Top of Records shown

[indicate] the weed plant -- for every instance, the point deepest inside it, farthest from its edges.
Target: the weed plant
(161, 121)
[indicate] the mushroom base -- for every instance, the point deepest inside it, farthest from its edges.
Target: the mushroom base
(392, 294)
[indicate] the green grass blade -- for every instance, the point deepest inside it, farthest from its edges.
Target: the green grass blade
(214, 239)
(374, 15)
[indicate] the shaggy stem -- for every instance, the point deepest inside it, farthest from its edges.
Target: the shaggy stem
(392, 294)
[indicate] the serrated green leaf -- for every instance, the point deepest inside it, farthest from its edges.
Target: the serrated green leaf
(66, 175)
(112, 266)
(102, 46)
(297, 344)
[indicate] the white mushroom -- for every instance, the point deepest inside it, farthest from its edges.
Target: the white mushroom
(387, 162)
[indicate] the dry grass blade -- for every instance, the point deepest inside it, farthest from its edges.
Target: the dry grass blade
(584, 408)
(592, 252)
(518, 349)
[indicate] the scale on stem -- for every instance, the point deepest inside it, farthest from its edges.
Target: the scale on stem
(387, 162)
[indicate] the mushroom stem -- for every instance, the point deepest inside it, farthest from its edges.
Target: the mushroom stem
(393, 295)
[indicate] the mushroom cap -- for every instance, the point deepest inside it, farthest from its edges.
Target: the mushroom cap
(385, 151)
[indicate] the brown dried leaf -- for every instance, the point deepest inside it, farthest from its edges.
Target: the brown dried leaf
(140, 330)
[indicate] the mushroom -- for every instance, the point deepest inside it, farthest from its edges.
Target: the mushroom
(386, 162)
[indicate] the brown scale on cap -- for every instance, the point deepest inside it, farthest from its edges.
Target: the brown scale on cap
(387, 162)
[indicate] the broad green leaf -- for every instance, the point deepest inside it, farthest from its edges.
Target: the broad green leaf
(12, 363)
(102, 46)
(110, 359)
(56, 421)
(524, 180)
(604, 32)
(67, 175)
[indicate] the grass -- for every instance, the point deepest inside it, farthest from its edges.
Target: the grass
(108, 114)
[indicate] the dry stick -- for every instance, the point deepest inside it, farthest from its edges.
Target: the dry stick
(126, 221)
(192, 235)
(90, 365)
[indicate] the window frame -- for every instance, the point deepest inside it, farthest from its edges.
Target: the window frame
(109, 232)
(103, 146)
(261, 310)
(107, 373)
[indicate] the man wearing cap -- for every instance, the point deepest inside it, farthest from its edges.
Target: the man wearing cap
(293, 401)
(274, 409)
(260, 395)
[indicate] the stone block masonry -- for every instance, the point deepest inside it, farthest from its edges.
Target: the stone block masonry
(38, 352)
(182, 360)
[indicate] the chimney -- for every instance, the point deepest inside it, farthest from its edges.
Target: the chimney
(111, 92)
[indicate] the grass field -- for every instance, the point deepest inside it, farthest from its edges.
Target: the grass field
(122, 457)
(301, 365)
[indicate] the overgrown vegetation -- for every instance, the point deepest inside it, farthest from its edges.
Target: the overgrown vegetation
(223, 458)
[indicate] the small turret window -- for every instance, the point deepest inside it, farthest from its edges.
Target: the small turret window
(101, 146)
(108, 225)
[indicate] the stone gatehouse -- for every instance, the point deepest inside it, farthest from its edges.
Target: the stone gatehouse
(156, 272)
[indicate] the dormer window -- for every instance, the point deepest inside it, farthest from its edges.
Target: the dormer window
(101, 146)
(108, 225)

Bottom of Records shown

Character for character, output the whole material above.

— Solution —
[indicate] the weed plant -- for every instance, the point deepest inside it, farthest from its edges.
Target: the weed plant
(161, 121)
[indicate] the mushroom base -- for every instance, the point deepest inside it, farthest from its edges.
Target: the mushroom base
(392, 294)
[indicate] the green grass blade -- for every instance, the point deepest inside it, farthest from its edges.
Target: the green grass blade
(214, 239)
(374, 15)
[indicate] the shaggy stem -- for every instance, the point deepest inside it, farthest from its edges.
Target: the shaggy stem
(392, 294)
[indicate] the serrated green leaf -- for every instance, the point deepest inside it, farthest from its edges.
Target: the serrated green leaf
(66, 175)
(112, 266)
(102, 46)
(297, 344)
[indicate] the white mushroom -- for every instance, the point deepest inside it, farthest from its edges.
Target: the white mushroom
(387, 162)
[indicate] the dry grass blade -- for every instance, the point deepest inside it, farthest from its edges.
Target: the dry grass blade
(584, 408)
(592, 252)
(518, 349)
[indicate] the scale on stem -- for every instance, the point deepest inside it, farthest from its edges.
Target: the scale on stem
(387, 162)
[indicate] the mushroom stem -- for every instance, the point deepest inside it, farthest from its edges.
Target: the mushroom stem
(393, 295)
[indicate] the mushroom cap -- for every instance, the point deepest inside it, farthest from its edges.
Target: the mushroom cap
(385, 151)
[indicate] the brown dried leaf -- for every instance, the point deepest inside it, farthest from its edges.
Target: the brown dried leaf
(140, 330)
[indicate] the mushroom -- for every instance, the point deepest inside it, farthest from its edges.
Target: the mushroom
(386, 162)
[indicate] the brown scale on cap -- for every instance, the point deepest inside it, farthest from its edges.
Target: the brown scale on cap
(387, 162)
[indicate] the broad green leaf -- for every instance, the point deepest inside it, farthest from its edges.
Target: the broad green leaf
(12, 363)
(102, 46)
(110, 359)
(56, 421)
(524, 180)
(604, 32)
(67, 175)
[indicate] the grass -- for every instance, the point deepest inside it, farthest from its edges.
Target: the grass
(108, 114)
[indicate] the dry stick -- for every instance, the point deepest inside it, farthest from its edges.
Target: the dry stick
(126, 221)
(192, 235)
(90, 365)
[indicate] the window frame -- for every instance, the point deepest inside it, farthest from its edges.
Target: the window frame
(109, 232)
(103, 146)
(261, 310)
(107, 373)
[indicate] the man wearing cap -- for every instance, the point deepest inside it, farthest from its edges.
Target: the man wearing cap
(293, 401)
(274, 409)
(260, 395)
[indicate] the stone block masonry -- for every instance, the point deepest inside it, farthest from its edges.
Target: the stone block masonry
(38, 352)
(182, 360)
[indicate] the chimney -- for every instance, the point deepest inside it, farthest from its edges.
Target: the chimney
(111, 92)
[indicate] the grass field -- for every instance, the point deepest inside it, farthest from its edges.
Target: the grass field
(122, 457)
(301, 365)
[indicate] the overgrown vegetation -- for every instance, the point deepest inside it, farthest from its edges.
Target: the overgrown vegetation
(223, 458)
[indicate] the small turret window -- for every instance, the point deepest inside it, farthest from its edges.
Target: the small turret window
(101, 146)
(108, 225)
[indicate] the stone gatehouse -- for every instance, the point deepest inside it, farthest from its edges.
Target: the stone gatehouse
(156, 272)
[indicate] the dormer window -- for every instance, the point deepest inside it, farthest from its edges.
Target: the dormer window
(101, 146)
(108, 225)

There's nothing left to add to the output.